[[ DATA TO PROCESS open ]]
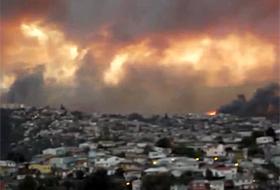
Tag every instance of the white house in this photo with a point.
(106, 162)
(264, 140)
(223, 171)
(156, 155)
(243, 181)
(156, 170)
(7, 163)
(55, 151)
(216, 151)
(217, 184)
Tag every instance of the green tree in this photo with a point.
(28, 184)
(157, 182)
(164, 143)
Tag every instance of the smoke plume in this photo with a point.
(264, 102)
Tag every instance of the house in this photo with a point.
(156, 155)
(60, 151)
(199, 185)
(216, 151)
(243, 182)
(106, 162)
(43, 168)
(156, 170)
(264, 140)
(178, 187)
(136, 184)
(229, 172)
(7, 167)
(276, 161)
(217, 184)
(62, 162)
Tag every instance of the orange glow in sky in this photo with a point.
(228, 60)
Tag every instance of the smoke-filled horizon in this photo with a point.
(138, 56)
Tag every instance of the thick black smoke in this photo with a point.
(28, 88)
(265, 102)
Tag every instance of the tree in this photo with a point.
(28, 184)
(260, 176)
(16, 157)
(271, 132)
(99, 180)
(157, 182)
(254, 150)
(164, 143)
(79, 174)
(187, 151)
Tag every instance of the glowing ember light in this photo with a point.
(155, 162)
(59, 56)
(33, 30)
(238, 55)
(212, 113)
(113, 75)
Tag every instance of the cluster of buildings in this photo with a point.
(201, 152)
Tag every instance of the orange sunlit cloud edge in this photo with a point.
(237, 53)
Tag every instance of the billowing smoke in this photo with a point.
(264, 102)
(28, 88)
(197, 56)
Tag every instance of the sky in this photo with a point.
(144, 56)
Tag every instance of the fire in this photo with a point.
(212, 113)
(232, 59)
(39, 44)
(113, 75)
(234, 54)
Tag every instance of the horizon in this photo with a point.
(142, 56)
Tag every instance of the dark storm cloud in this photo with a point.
(131, 19)
(12, 10)
(265, 102)
(28, 88)
(147, 87)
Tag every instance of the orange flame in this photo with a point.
(212, 113)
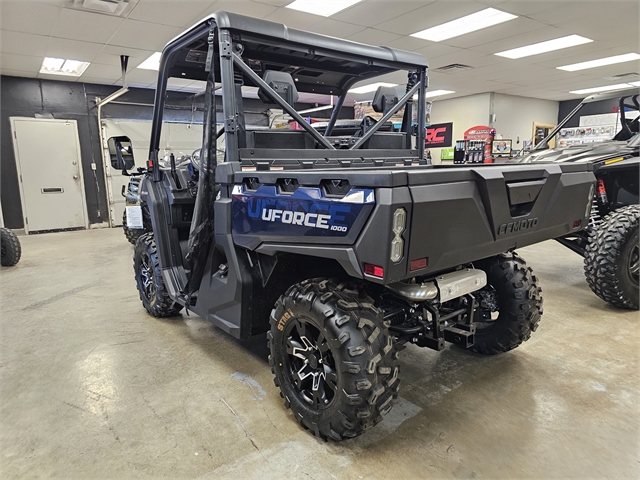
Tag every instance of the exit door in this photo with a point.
(47, 155)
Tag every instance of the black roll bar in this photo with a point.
(407, 96)
(255, 78)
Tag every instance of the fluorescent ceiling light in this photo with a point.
(607, 88)
(151, 63)
(325, 8)
(543, 47)
(476, 21)
(434, 93)
(371, 87)
(627, 57)
(60, 66)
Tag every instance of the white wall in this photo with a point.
(464, 112)
(514, 116)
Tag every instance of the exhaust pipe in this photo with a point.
(447, 287)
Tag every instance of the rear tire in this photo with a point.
(153, 293)
(510, 305)
(332, 358)
(611, 258)
(10, 246)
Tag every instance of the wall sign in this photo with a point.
(439, 135)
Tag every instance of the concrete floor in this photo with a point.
(91, 386)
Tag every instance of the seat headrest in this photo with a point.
(282, 83)
(384, 99)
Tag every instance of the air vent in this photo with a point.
(453, 68)
(110, 7)
(623, 76)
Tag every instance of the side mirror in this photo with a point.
(121, 153)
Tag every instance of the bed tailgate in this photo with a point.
(459, 216)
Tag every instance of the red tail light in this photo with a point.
(373, 270)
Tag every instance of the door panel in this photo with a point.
(177, 138)
(51, 185)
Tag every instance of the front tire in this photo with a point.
(611, 258)
(332, 358)
(153, 292)
(10, 245)
(510, 305)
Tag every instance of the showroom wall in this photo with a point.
(29, 97)
(514, 116)
(595, 108)
(464, 112)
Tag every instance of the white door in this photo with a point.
(50, 173)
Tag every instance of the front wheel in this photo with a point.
(510, 305)
(611, 261)
(11, 250)
(153, 292)
(332, 358)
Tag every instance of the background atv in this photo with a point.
(342, 248)
(609, 244)
(9, 245)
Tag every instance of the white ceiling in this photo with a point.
(33, 29)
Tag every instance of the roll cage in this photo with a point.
(235, 50)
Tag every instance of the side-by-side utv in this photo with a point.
(609, 243)
(342, 248)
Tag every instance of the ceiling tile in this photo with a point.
(534, 36)
(144, 35)
(98, 81)
(23, 43)
(333, 28)
(183, 13)
(59, 78)
(512, 28)
(371, 36)
(110, 55)
(293, 18)
(372, 12)
(23, 63)
(17, 73)
(28, 16)
(429, 15)
(108, 72)
(275, 3)
(73, 49)
(78, 25)
(243, 7)
(138, 75)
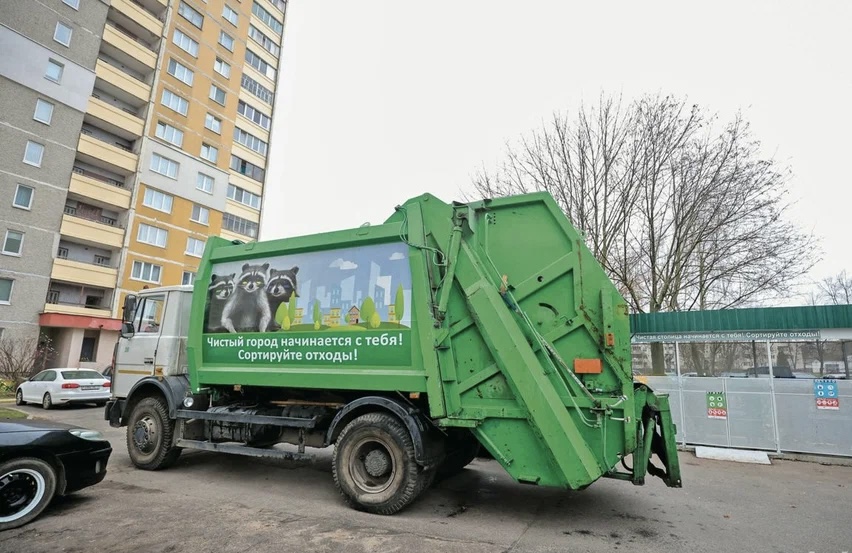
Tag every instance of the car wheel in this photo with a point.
(27, 486)
(374, 466)
(150, 435)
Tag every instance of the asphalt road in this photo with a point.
(229, 503)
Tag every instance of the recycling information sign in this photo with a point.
(825, 394)
(717, 405)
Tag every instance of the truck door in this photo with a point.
(136, 354)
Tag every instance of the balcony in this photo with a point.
(121, 85)
(135, 17)
(103, 232)
(119, 122)
(122, 45)
(89, 274)
(102, 189)
(97, 152)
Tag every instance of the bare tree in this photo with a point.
(836, 290)
(21, 357)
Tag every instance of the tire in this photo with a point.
(27, 485)
(374, 466)
(462, 449)
(150, 435)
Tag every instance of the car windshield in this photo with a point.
(79, 375)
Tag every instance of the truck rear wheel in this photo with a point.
(374, 465)
(150, 435)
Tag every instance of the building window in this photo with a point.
(243, 196)
(170, 134)
(239, 225)
(13, 243)
(194, 247)
(23, 197)
(268, 44)
(164, 166)
(226, 40)
(180, 72)
(217, 94)
(190, 15)
(146, 272)
(33, 153)
(250, 141)
(44, 111)
(254, 115)
(257, 89)
(210, 153)
(6, 290)
(62, 34)
(267, 18)
(157, 200)
(54, 71)
(152, 235)
(230, 15)
(222, 67)
(185, 43)
(246, 168)
(174, 102)
(204, 183)
(260, 64)
(213, 123)
(200, 214)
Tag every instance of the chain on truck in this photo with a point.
(407, 346)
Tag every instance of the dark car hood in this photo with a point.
(25, 425)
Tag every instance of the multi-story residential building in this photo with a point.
(133, 130)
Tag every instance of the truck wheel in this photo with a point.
(374, 466)
(27, 486)
(150, 435)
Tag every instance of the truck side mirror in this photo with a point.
(127, 329)
(129, 309)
[[ DATA TO PROCESS closed ]]
_PROBLEM:_ All lines of the listing must be given again exactly, excluding the pictures.

_WRITTEN RESPONSE:_
Tag every instance of the white house in this photo with a point.
(106, 162)
(264, 140)
(223, 171)
(156, 155)
(243, 181)
(156, 170)
(7, 163)
(55, 151)
(216, 151)
(217, 184)
Tag every instance of the green tree in this photo with a point.
(28, 184)
(157, 182)
(164, 143)
Tag every instance of the smoke plume in this photo with a point.
(264, 102)
Tag every instance of the house in this photo with a point.
(156, 155)
(60, 151)
(199, 185)
(216, 151)
(243, 182)
(106, 162)
(43, 168)
(156, 170)
(264, 140)
(178, 187)
(136, 184)
(229, 172)
(7, 167)
(276, 161)
(217, 184)
(62, 162)
Tag every instance of the orange glow in sky in this photo with a point.
(228, 60)
Tag every instance of the smoke-filled horizon in this photo with a point.
(138, 56)
Tag every instance of the thick black smoke in this photo with a point.
(28, 88)
(265, 102)
Tag every instance of the tree in this photo with a point.
(28, 184)
(260, 176)
(16, 157)
(271, 132)
(99, 180)
(157, 182)
(254, 150)
(164, 143)
(79, 174)
(187, 151)
Tag every instance of the glowing ember light in this photo with a point.
(155, 162)
(59, 56)
(33, 30)
(238, 55)
(212, 113)
(113, 75)
Tag every instance of the cluster of buildings in this photo with a point.
(201, 152)
Tag every instance of the orange sunlit cloud edge in this photo with a point.
(237, 53)
Tag every instance of the billowing smoke in this photo with a point.
(264, 102)
(28, 88)
(197, 56)
Tag every instance of the sky in this photo with a point.
(144, 56)
Tag every instance of the fire in this photo with a point.
(212, 113)
(232, 59)
(39, 44)
(113, 75)
(234, 54)
Tag every instance of the horizon in this photo with a point.
(142, 56)
Tag every instance of the dark storm cloud in this photo with a point.
(131, 19)
(12, 10)
(265, 102)
(28, 88)
(147, 87)
Tag every instance of the orange flame in this photo with a point.
(212, 113)
Tag every instance of the exit door in this photo with a point.
(47, 155)
Tag every instance of the black roll bar in this photo with a point.
(407, 96)
(255, 78)
Tag every instance of the fluorescent ceiling light in this photo with a point.
(607, 88)
(151, 63)
(325, 8)
(543, 47)
(476, 21)
(434, 93)
(371, 87)
(627, 57)
(60, 66)
Tag every instance of the white wall in this photo with a point.
(464, 112)
(514, 116)
Tag every instance of the exhaust pipe in this photo with a point.
(447, 287)
Tag every instance of the rear tire in this photo with a point.
(153, 293)
(510, 305)
(332, 358)
(611, 258)
(10, 246)
Tag every instance of the wall sign in this photo with a point.
(439, 135)
Tag every instance of the concrete floor in this photo with a point.
(91, 386)
Tag every instance of the seat headrest in this photo with a point.
(282, 83)
(384, 99)
Tag every instance of the air vent in this photo with a point.
(453, 68)
(110, 7)
(623, 76)
Tag every instance of the side mirror in this photo with a point.
(121, 153)
Tag every instance of the bed tailgate in this photo with a point.
(459, 216)
Tag every instance of the red tail light in this photo with a point.
(373, 270)
Tag every instance of the door panel in this photo with a point.
(177, 138)
(51, 185)
Tag every instance of the front tire in this photo with a point.
(611, 258)
(332, 358)
(153, 292)
(10, 245)
(510, 305)
Tag every instance of the showroom wall in this photo with a point.
(29, 97)
(514, 116)
(595, 108)
(464, 112)
Tag every instance of the white door in this photo with a point.
(50, 173)
Tag every instance of the front wheel in this photo with a point.
(510, 305)
(611, 261)
(11, 250)
(153, 292)
(332, 358)
Tag every instance of the background atv in this photo with a point.
(342, 248)
(609, 244)
(9, 245)
Tag every instance of the white ceiling in this photo with a point.
(33, 29)
Tag every instance of the roll cage in this photo with a point.
(235, 50)
Tag every instance of the side-by-side utv in this photo with a point.
(609, 243)
(342, 248)
Tag every instance of the ceiling tile in this photo with a point.
(534, 36)
(144, 35)
(98, 81)
(23, 43)
(333, 28)
(183, 13)
(59, 78)
(512, 28)
(371, 36)
(110, 55)
(293, 18)
(372, 12)
(23, 63)
(17, 73)
(28, 16)
(429, 15)
(108, 72)
(275, 3)
(73, 49)
(78, 25)
(243, 7)
(138, 75)
Tag every instance of the car wheel in this photo with a point.
(27, 486)
(374, 466)
(150, 435)
Tag every instance of the asphalt road in this photo with a point.
(229, 503)
Tag every instance of the recycling information sign in this photo with a point.
(825, 394)
(717, 405)
Tag every instance of the truck door in this photo with a point.
(136, 354)
Tag every instance of the balcony in this photo with a point.
(121, 85)
(135, 17)
(103, 232)
(119, 122)
(122, 45)
(89, 274)
(102, 189)
(97, 152)
Tag every instance of the bare tree in this photo with a point.
(836, 290)
(21, 357)
Tag every instance of the tire in this photo with a point.
(27, 485)
(374, 466)
(462, 449)
(150, 435)
Tag every instance of the car windshield in this photo with a point.
(79, 375)
Tag every instance of the truck rear wheel in this photo with a point.
(374, 465)
(150, 435)
Tag every instance of the building window in this photo with a point.
(243, 196)
(170, 134)
(239, 225)
(13, 243)
(194, 247)
(23, 197)
(268, 44)
(164, 166)
(226, 40)
(180, 72)
(217, 94)
(190, 15)
(146, 272)
(33, 153)
(250, 141)
(44, 111)
(254, 115)
(257, 89)
(210, 153)
(6, 290)
(62, 34)
(267, 18)
(157, 200)
(54, 71)
(152, 235)
(230, 15)
(222, 67)
(185, 43)
(246, 168)
(174, 102)
(204, 183)
(260, 64)
(213, 123)
(200, 214)
Tag every instance of the chain on truck in this photo with a point.
(407, 346)
Tag every instance of the dark car hood in this photo with a point.
(25, 425)
Tag every instance of the multi-story residential building in this photo with a point.
(133, 130)
Tag every instance of the truck wheel in this photo with a point.
(374, 466)
(27, 486)
(150, 435)
Tag every instance of the truck side mirror in this photo with a point.
(127, 329)
(129, 309)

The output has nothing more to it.